— start Text excerpt —

The only misgiving I have about the death of that young woman is that it must have been awfully opportunistic of the driver. The couple apparently were walking in the street, and all of the roads by the U are one-way, so either he was lurking a block back waiting for them to step off the curb (which you think other drivers might have objected to), or he happened upon them as he was driving, recognized the couple, and decided to hit them. It's almost as easy to believe it was coincidence, he'd have run over anybody on the street at that time and place.
The football thing just makes me even MORE eager to have Hennepin County officials jam another stadium tax down my throat. But really, why would we expect a bunch of knuckledragging testosterone addicts to be any less corrupt than our own federal Congress?
The sad thing about the story of the traffic accident is that this happens all the time. I lost a good friend when his car was in a minor fender-bender on an icy road. He got out to exchange insurance info and was struck and killed by a third car hitting the same icy patch. What's really appalling is the amount of death and mayhem we accept as part and parcel of the automotive lifestyle.
By the way, you left out the fellow who was killed riding a bike yesterday, but then all the sympathy dried up (despite the fact that he could have been almost any biker in that bike lane) because it turned out he stole the bike. The magical thinking crew now simply see this as faster work by their Big Daddy In the Sky than is usually the case.
Will Bachmann be returning to Washington? I somehow got signed up for Taryl Clark's mailing list (I guess because I signed that "censure Bachmann" petition in 2008), and they make it sound like Clark is winning, but I think they might be biased.
Albatross: I believe that is correct inre the voter fraud, according to MPR news this AM
You obviously know the campus. If I knew someone was in a particular bar and heading home at 1AM I could easily set up a driving pattern by which I could cross paths with them a number of times, assuming that I assumed that they would be heading home. The part about the three of them being in the road at the time may well have been opportunistic, unless he was waiting on the side of the road estimating that they would walk down that street.
In Dinkytown, at 1AM on Sunday, half the people out are walking in the street, and they are all drunk. Cars wade, not drive, through the neighborhood.
Are you serious? The guy killed in Minneapolis had stolen that bike? I had not heard that. Yes, indeed, that should have been on the list of Coenesque Events of the Day.

— end Text excerpt —
— start Dataset content —

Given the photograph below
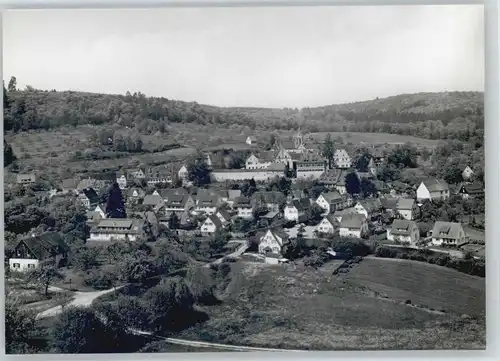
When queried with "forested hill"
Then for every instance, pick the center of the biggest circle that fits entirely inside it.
(428, 115)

— end Dataset content —

## Direction A
Name every city, county, and neighborhood mentioned in the reader comments.
## Direction B
From the reader comments, pull out the passage that runs from "Albatross: I believe" up to and including "through the neighborhood.", word for word.

## Correct output A
Hennepin County, Washington, Dinkytown, Minneapolis

## Correct output B
Albatross: I believe that is correct inre the voter fraud, according to MPR news this AM
You obviously know the campus. If I knew someone was in a particular bar and heading home at 1AM I could easily set up a driving pattern by which I could cross paths with them a number of times, assuming that I assumed that they would be heading home. The part about the three of them being in the road at the time may well have been opportunistic, unless he was waiting on the side of the road estimating that they would walk down that street.
In Dinkytown, at 1AM on Sunday, half the people out are walking in the street, and they are all drunk. Cars wade, not drive, through the neighborhood.